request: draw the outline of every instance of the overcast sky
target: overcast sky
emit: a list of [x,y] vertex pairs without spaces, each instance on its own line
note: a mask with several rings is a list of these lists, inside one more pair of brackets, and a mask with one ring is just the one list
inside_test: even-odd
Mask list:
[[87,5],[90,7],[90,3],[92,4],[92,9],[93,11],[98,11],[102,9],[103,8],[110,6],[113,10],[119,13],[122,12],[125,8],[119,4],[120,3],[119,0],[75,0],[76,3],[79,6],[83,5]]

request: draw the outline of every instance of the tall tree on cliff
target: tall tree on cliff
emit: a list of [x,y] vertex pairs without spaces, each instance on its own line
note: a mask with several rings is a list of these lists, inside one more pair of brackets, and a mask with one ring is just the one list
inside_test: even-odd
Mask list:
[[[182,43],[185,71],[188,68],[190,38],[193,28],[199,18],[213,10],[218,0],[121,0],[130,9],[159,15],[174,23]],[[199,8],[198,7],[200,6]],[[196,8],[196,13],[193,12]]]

——

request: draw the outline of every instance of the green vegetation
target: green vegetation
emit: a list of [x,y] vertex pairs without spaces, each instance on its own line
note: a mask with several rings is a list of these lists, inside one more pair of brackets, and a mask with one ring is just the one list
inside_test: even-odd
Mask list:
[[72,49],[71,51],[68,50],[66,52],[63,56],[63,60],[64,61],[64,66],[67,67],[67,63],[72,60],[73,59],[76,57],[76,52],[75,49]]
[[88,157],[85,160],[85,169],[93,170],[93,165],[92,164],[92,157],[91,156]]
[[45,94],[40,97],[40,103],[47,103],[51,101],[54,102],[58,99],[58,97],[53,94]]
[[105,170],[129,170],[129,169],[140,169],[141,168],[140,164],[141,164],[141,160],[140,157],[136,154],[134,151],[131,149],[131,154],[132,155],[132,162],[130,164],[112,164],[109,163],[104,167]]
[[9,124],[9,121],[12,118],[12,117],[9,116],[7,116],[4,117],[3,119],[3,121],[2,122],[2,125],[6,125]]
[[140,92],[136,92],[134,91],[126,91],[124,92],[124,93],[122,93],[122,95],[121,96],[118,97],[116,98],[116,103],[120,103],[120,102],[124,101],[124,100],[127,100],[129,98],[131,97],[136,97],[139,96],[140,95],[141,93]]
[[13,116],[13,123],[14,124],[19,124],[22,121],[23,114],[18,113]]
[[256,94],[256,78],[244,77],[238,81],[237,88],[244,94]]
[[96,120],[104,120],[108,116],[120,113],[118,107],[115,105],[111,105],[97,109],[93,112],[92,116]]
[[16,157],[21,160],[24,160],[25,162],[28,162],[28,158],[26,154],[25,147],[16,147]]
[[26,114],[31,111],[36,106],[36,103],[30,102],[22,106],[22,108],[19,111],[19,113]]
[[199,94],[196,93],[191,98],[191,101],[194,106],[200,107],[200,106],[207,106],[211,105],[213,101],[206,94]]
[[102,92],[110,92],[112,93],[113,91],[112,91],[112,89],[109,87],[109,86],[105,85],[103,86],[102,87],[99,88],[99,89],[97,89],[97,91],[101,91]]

——

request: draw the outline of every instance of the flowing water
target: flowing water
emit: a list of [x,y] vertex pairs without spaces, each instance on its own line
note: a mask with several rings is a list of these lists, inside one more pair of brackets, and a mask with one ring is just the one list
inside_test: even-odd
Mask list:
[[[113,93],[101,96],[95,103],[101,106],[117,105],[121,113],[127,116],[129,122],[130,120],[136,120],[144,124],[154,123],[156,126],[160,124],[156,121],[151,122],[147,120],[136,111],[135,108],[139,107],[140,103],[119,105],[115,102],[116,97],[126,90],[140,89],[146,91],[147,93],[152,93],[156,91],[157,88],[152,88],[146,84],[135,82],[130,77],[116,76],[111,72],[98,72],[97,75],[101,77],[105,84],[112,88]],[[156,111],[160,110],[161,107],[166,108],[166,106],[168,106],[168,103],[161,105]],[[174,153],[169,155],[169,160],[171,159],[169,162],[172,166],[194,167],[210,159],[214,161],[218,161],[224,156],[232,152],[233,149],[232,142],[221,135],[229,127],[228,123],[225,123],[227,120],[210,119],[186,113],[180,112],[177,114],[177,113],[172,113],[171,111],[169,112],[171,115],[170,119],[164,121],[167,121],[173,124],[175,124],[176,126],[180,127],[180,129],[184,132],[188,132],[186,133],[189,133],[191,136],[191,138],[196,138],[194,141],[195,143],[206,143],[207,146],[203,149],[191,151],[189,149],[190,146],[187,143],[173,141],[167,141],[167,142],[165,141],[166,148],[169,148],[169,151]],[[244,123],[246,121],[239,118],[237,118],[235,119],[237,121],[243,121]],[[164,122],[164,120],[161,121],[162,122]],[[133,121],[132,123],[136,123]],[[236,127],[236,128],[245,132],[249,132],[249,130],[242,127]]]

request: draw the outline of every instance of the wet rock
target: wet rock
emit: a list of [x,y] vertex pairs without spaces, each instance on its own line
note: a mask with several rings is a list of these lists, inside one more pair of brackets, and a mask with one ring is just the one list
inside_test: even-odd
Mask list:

——

▶ [Written exercise]: Please gather every line of the data above that contains the word "tree", and copy each of those lines in full.

▶ [Output below]:
request: draw the outline of every instance of the tall tree on cliff
target: tall tree on cliff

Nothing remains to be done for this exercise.